◆ WRITTEN REQUEST
Starting at the line containing "the blue wall" and ending with the line containing "[[932, 50], [294, 22], [646, 39]]", rewrite only those lines from the entries below, keeping the requests unchanged. In the answers, multiply every coordinate by 2.55 and round each result to the nearest whole number, rounding halves up.

(Entries from a point labeling set)
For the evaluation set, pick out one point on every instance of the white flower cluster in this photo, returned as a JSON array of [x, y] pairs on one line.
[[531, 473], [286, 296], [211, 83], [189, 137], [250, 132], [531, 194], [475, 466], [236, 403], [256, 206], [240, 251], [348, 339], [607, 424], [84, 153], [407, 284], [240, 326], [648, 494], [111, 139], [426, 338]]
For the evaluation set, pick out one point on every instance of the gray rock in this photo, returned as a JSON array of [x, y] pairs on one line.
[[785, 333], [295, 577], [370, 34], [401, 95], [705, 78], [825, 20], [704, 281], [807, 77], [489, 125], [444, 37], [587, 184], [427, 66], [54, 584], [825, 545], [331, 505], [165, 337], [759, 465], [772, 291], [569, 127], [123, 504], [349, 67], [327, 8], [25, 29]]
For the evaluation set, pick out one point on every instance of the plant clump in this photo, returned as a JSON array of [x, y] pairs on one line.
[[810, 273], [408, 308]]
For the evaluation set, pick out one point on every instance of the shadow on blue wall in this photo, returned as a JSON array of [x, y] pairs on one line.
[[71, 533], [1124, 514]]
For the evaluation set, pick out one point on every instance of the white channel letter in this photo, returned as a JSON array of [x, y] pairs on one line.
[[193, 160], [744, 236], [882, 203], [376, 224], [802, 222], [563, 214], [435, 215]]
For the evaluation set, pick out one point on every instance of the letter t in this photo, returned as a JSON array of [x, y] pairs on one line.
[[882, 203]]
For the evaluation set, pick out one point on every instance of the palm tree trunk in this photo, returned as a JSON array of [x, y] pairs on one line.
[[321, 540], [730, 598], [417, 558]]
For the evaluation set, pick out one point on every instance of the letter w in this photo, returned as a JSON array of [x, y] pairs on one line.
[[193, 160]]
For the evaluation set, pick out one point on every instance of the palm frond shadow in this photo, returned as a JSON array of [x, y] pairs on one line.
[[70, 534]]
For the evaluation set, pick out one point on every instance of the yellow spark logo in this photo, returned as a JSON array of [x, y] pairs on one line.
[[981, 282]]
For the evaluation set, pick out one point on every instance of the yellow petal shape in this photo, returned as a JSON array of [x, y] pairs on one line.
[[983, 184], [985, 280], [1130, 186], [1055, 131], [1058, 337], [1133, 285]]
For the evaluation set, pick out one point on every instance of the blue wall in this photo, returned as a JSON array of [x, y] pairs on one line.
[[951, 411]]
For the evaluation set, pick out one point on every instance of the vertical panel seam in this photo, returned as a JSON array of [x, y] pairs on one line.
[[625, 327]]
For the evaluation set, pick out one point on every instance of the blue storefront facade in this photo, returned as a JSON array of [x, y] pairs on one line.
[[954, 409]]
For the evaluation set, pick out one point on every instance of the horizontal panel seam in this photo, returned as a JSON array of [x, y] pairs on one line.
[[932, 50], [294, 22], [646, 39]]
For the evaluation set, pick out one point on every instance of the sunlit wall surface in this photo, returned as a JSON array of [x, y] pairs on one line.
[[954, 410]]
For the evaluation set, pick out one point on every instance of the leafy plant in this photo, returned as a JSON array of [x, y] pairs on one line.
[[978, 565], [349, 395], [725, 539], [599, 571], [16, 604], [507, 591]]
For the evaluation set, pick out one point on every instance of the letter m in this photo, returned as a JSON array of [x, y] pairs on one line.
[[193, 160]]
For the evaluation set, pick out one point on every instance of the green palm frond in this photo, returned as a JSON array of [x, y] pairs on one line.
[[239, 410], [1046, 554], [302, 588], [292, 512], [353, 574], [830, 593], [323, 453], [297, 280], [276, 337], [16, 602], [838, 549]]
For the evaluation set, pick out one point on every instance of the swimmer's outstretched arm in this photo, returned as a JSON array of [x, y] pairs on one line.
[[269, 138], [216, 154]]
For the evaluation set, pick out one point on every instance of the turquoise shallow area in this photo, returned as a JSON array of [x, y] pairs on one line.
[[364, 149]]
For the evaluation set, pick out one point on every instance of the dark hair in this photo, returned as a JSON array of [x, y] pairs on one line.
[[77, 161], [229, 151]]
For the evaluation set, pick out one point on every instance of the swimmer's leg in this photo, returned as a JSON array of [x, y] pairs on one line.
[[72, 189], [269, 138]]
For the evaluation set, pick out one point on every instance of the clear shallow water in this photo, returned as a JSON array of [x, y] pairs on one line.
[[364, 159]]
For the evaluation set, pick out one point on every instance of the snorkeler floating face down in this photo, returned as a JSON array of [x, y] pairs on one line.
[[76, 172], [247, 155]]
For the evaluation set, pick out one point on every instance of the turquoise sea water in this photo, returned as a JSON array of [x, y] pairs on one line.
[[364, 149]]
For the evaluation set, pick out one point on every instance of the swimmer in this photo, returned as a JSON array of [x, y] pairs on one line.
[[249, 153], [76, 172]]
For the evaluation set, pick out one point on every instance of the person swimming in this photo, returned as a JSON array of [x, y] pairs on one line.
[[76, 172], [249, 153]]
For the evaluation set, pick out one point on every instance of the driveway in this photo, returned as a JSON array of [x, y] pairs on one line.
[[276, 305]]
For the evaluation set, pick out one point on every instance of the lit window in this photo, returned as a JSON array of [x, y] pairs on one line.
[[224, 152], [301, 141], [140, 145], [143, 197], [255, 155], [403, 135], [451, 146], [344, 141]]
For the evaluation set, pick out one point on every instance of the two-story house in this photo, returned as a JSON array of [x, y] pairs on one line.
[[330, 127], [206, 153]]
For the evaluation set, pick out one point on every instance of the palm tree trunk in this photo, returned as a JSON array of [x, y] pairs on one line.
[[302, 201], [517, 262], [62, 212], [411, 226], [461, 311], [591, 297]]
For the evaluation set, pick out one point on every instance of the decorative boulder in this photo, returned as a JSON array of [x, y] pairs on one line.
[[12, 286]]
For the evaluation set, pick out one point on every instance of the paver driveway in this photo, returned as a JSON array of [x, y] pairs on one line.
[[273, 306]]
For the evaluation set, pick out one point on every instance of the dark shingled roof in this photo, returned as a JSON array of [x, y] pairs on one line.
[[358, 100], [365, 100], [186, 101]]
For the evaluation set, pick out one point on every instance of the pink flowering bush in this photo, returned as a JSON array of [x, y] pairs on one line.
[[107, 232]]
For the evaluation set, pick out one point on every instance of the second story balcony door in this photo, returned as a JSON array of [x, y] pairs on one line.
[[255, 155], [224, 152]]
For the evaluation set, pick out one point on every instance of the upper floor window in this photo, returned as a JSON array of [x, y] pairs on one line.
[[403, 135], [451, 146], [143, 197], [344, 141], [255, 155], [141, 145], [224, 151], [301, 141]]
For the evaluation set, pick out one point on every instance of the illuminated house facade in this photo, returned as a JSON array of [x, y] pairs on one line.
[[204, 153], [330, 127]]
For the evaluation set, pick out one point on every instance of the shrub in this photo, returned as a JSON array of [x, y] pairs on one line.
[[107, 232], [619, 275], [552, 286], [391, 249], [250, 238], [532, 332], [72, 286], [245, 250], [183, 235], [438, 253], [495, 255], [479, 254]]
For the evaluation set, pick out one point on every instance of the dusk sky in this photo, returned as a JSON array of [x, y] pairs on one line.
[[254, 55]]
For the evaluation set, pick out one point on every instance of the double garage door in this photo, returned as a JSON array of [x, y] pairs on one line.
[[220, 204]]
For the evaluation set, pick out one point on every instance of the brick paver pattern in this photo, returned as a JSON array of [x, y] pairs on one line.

◆ SOLUTION TO THIS TASK
For the evaluation set, pick out one point on every instance of the blue wall in this photo, returned as a JSON array of [x, y] pairs on one line.
[[2425, 1048]]
For the evaluation set, pick out one point on every instance of the vertical panel seam in this photo, returned as a JSON array of [x, y] pairs on one line.
[[1594, 834]]
For the evaluation set, pick out one point on every instance of the blue storefront facade in this photo, returned as a JSON array of [x, y] pairs on one line.
[[2433, 1043]]
For the evaluation set, pick out one point on every instance of the horizontal panel seam in this photo, returned as a JSON array of [x, y] pairs on one line.
[[2377, 128], [750, 56], [1647, 99]]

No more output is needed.